╭─ Supplied records

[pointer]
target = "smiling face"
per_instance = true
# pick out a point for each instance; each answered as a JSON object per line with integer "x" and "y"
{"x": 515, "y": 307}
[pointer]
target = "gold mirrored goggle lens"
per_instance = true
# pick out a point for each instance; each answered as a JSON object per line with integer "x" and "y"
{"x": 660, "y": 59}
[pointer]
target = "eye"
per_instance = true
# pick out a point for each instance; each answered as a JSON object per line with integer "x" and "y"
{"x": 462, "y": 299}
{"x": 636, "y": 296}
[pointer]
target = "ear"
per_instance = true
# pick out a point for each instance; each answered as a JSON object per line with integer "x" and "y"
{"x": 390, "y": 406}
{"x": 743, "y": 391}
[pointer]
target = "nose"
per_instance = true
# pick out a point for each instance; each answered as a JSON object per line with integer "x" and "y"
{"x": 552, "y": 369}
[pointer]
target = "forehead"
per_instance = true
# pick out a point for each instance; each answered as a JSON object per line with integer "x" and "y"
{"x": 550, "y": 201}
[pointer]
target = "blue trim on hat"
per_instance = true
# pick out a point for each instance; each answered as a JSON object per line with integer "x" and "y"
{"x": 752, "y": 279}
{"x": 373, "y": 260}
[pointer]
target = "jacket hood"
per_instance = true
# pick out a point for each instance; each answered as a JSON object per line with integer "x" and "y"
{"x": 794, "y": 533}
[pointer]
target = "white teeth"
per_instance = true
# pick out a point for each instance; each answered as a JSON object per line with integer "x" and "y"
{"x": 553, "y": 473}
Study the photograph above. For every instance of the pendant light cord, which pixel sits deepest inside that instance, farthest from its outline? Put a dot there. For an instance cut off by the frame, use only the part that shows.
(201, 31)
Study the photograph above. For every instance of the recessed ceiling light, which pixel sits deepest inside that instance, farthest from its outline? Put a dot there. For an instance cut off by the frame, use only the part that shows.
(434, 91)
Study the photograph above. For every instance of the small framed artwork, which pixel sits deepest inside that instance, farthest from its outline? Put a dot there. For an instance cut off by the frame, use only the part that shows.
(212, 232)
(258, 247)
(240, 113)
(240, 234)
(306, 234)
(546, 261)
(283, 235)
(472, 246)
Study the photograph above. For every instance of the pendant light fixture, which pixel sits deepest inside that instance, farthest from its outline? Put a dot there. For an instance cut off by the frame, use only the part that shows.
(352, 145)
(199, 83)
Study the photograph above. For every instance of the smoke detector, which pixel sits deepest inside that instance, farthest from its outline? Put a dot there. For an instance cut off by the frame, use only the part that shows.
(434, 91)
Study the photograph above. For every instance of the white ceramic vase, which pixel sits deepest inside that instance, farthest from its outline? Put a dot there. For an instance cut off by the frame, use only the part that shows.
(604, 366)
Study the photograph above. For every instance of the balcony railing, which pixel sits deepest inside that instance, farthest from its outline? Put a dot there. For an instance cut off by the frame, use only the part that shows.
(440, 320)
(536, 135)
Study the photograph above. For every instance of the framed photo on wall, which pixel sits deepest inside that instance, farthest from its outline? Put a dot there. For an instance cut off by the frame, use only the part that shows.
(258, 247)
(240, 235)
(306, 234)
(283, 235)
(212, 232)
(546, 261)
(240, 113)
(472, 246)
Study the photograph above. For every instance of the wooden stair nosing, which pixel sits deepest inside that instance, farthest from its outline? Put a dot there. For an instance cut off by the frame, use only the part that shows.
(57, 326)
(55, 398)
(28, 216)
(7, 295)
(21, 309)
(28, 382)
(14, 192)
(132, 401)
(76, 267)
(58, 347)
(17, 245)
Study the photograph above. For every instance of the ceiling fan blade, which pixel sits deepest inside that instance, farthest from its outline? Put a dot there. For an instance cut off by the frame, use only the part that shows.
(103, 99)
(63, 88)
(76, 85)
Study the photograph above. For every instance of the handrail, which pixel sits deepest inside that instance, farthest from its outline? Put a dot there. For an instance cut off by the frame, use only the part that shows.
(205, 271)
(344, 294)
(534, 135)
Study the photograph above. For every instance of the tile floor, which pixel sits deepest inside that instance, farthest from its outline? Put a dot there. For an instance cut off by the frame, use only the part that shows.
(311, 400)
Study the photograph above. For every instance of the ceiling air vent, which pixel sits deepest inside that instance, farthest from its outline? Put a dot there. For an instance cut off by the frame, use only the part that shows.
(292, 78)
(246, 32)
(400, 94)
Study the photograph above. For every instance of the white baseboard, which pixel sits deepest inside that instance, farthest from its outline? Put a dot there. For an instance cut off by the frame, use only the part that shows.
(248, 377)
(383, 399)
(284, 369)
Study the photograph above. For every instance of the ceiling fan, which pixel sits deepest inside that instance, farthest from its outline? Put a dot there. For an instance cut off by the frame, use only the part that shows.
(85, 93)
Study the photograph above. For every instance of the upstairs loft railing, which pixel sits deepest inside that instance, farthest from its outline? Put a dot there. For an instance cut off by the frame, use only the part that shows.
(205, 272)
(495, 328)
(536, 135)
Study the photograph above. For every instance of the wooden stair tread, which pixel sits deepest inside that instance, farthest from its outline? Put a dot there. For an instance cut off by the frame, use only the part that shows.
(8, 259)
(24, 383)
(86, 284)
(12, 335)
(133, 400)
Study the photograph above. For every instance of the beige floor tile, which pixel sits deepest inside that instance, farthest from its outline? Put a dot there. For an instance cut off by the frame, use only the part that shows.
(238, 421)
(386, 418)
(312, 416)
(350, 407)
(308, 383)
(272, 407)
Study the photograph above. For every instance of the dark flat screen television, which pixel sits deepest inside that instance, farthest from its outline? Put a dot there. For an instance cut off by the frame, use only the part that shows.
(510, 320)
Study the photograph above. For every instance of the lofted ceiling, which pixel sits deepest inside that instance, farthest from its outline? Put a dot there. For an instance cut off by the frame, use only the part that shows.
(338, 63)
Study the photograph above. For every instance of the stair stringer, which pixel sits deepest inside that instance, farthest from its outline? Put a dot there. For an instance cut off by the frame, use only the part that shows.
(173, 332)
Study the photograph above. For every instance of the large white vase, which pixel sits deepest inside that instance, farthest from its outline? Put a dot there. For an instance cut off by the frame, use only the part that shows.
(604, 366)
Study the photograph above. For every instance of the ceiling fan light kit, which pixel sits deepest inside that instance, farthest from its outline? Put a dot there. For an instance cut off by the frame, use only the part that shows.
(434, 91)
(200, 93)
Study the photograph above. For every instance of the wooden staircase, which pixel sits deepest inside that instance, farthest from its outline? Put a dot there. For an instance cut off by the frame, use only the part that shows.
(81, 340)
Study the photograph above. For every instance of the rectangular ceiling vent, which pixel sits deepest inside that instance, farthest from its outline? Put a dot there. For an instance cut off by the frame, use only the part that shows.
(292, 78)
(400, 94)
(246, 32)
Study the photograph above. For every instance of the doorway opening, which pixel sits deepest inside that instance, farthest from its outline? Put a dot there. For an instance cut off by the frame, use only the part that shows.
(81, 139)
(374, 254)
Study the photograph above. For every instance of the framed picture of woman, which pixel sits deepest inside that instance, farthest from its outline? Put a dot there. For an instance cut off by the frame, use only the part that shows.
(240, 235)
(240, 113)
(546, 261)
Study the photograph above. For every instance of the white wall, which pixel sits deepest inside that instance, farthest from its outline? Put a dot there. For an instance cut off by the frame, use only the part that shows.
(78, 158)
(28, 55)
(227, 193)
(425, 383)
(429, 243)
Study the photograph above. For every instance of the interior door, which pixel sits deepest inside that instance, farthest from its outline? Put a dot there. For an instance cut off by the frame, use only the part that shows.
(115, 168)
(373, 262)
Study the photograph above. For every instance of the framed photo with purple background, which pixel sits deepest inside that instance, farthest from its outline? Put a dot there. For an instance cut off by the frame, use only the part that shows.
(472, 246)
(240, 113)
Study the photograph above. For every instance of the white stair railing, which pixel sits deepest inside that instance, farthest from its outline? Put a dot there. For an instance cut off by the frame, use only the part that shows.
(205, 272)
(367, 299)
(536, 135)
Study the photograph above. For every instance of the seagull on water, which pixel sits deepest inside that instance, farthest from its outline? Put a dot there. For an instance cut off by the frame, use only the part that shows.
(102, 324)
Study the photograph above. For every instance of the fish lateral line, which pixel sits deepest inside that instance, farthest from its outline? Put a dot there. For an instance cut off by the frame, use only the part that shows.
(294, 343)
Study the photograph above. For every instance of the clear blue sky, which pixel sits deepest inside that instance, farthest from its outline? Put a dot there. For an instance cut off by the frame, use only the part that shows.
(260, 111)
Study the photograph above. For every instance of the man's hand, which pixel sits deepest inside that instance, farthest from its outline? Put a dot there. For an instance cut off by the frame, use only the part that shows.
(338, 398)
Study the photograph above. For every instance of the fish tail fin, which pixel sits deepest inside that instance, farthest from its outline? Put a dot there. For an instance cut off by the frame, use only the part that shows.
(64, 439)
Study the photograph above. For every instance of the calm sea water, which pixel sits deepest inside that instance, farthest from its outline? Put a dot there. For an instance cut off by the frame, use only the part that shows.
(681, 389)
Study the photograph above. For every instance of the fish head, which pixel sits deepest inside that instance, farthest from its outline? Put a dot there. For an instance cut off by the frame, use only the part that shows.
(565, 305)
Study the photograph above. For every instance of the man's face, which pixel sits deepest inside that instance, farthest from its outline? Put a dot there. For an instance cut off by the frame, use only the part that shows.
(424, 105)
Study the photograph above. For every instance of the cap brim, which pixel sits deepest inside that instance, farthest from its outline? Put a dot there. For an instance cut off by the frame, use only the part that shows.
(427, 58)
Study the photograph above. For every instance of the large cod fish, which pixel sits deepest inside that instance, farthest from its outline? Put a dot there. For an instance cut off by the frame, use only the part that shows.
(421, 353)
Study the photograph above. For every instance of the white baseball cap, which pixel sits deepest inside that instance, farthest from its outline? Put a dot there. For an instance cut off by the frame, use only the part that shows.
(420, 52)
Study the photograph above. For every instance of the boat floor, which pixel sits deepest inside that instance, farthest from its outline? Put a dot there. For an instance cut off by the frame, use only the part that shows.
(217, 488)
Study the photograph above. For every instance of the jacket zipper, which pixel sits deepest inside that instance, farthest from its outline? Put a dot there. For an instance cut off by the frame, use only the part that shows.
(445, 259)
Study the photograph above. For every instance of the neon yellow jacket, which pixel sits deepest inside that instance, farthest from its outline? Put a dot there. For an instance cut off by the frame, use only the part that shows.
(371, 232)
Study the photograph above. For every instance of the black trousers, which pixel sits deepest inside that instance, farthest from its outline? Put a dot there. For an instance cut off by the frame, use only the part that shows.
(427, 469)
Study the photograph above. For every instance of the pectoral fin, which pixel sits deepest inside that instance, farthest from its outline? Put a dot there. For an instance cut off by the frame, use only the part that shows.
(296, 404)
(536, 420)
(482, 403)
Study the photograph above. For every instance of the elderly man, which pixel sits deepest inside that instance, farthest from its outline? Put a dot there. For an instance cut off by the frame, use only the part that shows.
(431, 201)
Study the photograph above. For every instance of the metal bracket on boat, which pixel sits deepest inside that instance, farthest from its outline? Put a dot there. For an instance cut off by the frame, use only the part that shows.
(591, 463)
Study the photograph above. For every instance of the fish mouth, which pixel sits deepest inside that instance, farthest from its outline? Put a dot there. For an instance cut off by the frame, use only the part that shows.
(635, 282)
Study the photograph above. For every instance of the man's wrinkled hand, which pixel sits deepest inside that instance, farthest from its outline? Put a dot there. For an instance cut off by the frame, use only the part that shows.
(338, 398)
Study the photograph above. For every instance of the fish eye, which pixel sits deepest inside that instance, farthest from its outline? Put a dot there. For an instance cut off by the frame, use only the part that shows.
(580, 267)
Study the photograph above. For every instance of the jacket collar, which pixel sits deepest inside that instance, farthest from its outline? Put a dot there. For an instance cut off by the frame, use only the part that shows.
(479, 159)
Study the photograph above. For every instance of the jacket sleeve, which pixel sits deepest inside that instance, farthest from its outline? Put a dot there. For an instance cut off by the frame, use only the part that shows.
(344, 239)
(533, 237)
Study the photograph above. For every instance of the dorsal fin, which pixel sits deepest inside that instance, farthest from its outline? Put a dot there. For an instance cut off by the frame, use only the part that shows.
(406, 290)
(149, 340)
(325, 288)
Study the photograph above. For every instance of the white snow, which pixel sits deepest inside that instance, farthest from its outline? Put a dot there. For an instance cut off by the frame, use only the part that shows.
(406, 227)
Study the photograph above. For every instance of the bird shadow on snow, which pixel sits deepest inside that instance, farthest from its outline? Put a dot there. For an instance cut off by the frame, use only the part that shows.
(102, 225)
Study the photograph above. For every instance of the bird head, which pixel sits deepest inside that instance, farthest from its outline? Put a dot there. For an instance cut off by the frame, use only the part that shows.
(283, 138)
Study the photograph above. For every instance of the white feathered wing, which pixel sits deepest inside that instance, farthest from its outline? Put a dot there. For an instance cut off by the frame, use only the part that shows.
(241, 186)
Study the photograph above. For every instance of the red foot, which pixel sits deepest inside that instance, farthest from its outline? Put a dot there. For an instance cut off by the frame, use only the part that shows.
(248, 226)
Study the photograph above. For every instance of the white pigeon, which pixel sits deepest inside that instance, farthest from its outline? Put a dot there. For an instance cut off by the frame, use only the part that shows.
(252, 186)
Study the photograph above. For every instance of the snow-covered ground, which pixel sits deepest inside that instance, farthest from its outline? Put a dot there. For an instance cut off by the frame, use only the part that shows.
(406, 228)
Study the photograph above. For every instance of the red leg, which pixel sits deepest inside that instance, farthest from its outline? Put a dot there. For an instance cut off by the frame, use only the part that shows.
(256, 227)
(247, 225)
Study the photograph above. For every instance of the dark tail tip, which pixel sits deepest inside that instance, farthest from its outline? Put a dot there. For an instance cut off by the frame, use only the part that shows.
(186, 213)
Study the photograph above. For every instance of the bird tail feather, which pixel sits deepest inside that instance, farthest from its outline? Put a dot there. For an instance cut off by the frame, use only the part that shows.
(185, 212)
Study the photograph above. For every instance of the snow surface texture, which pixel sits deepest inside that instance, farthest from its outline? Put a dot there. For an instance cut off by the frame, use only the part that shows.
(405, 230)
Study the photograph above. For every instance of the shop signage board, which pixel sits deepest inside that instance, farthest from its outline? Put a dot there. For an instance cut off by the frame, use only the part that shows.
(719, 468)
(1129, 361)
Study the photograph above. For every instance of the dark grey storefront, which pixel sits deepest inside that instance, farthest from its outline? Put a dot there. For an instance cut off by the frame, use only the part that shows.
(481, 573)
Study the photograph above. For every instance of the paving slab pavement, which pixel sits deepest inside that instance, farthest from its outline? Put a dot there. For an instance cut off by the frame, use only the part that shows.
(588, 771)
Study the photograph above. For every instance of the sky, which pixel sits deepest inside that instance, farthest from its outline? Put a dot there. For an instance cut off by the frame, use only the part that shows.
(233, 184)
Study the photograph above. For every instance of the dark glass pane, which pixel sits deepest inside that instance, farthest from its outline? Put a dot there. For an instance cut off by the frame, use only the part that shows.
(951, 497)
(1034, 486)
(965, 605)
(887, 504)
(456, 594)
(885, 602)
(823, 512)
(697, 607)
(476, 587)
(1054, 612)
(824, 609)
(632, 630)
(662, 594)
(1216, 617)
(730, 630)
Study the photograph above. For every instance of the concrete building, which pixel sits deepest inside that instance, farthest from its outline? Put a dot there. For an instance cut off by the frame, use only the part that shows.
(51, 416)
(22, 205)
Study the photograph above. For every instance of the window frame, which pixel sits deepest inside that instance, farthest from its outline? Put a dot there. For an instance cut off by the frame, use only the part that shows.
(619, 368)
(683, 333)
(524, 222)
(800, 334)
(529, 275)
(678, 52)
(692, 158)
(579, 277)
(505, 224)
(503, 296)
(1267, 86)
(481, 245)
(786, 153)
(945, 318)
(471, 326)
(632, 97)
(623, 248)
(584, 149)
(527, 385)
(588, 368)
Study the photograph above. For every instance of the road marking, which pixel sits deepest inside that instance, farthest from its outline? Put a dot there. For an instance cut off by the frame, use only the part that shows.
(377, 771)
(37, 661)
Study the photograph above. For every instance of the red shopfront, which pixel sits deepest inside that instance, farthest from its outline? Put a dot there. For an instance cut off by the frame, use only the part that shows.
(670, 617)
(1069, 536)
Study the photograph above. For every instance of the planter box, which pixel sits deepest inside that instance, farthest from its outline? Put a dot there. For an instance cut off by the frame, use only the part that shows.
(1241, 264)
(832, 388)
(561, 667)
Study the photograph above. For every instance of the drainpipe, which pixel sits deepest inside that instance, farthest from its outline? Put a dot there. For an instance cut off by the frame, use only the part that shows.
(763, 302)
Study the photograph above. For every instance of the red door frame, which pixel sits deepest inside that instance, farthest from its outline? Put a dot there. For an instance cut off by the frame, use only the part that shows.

╰─

■ **What this task involves**
Work out how many lines in this data contain "target". Only that number should be given.

■ **Exercise result**
9